*Stated task*: Copy the stretch from the line containing "Objective — for every instance of the concrete" through the end of the data. Replace "dense foliage" with "thick foliage" and change nothing else.

>> Begin Provided records

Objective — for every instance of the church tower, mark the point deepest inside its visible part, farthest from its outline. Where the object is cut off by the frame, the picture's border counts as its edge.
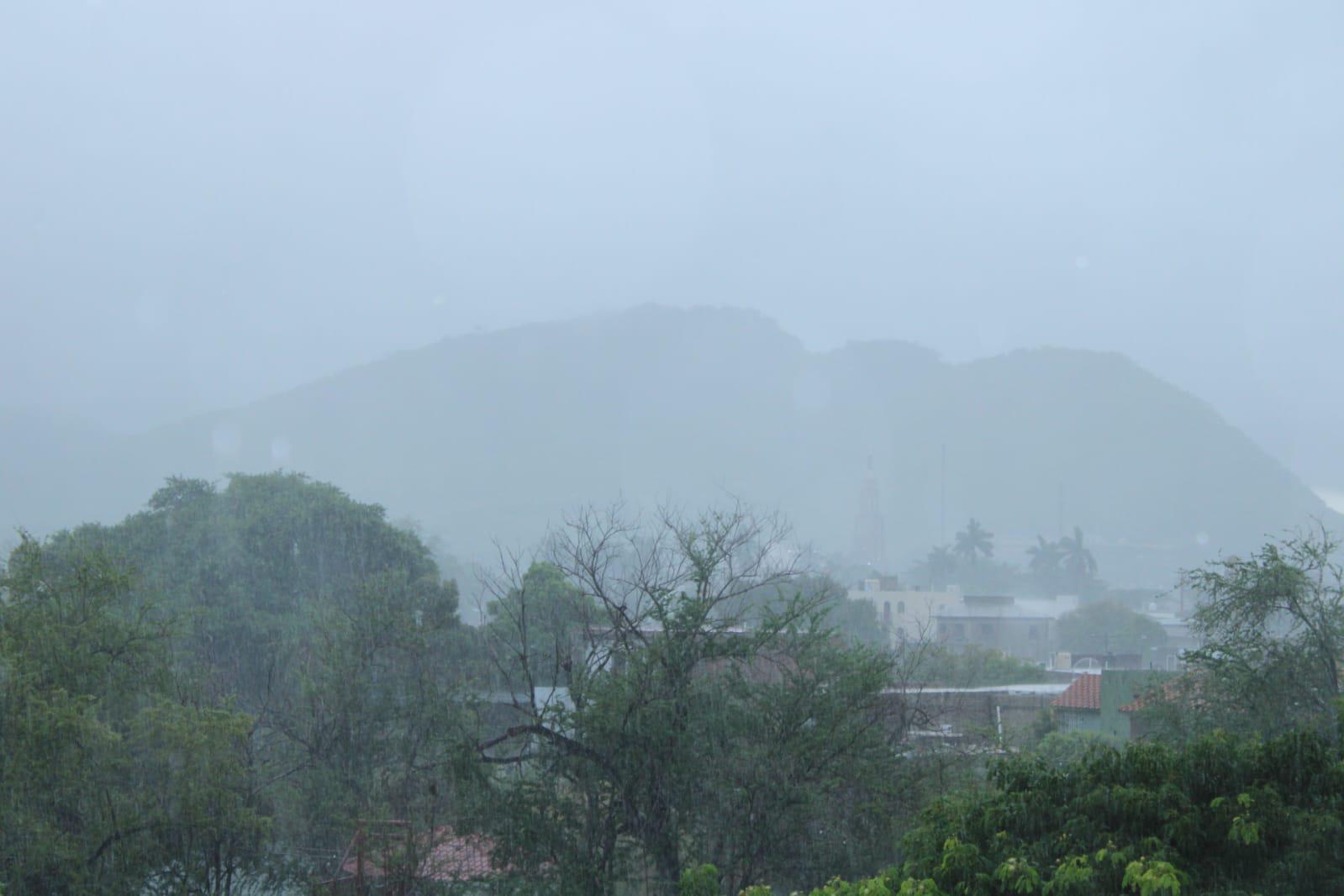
(870, 534)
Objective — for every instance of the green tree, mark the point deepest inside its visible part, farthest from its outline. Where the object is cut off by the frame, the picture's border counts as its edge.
(973, 541)
(1220, 814)
(108, 781)
(1045, 565)
(534, 625)
(1079, 566)
(1108, 626)
(702, 725)
(1272, 630)
(327, 626)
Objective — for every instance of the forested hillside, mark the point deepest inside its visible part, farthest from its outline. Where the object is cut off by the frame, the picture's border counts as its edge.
(495, 435)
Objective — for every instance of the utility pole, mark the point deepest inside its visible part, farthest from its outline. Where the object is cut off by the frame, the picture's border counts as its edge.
(1061, 509)
(942, 496)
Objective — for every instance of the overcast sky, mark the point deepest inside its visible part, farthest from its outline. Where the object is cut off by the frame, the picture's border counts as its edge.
(204, 202)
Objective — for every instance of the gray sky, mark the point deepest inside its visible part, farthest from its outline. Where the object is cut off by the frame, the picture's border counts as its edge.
(203, 203)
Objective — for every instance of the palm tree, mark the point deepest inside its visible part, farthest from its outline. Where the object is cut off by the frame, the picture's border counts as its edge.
(1079, 565)
(972, 541)
(1045, 561)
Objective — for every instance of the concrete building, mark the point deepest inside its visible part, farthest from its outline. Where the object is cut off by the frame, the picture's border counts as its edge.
(908, 615)
(1106, 703)
(1018, 628)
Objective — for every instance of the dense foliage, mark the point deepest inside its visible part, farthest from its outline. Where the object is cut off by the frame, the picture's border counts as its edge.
(1220, 814)
(700, 720)
(213, 692)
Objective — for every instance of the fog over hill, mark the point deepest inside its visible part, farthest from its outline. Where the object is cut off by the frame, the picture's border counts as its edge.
(495, 435)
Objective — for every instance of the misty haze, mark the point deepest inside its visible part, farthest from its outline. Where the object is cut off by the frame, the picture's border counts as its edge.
(686, 449)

>> End Provided records

*Output below*:
Objective — for every instance of the concrete building, mark the point deepest inside its visible part, farthest from its outline. Where the object is cut off by the frame, the picture's border counts as its edge.
(908, 615)
(1106, 703)
(1018, 628)
Objective — for every instance of the thick foliage, mark the point deepest inside its visible part, farthest from its outline. Where the object is cut off by the frame, the picture's border counts as its edge.
(1220, 814)
(700, 720)
(213, 692)
Objective — for every instance of the fog over hill, mark the point deepest inside its visible part, farthest from its outline. Where the object is cut off by the frame, the picture's border counts as its edge.
(495, 435)
Objective — for every instance of the misty haze, mark the point deepest inside its visible part, farthest from its outline. Where the object is cut off by the frame, the picture's border counts as its edge.
(686, 449)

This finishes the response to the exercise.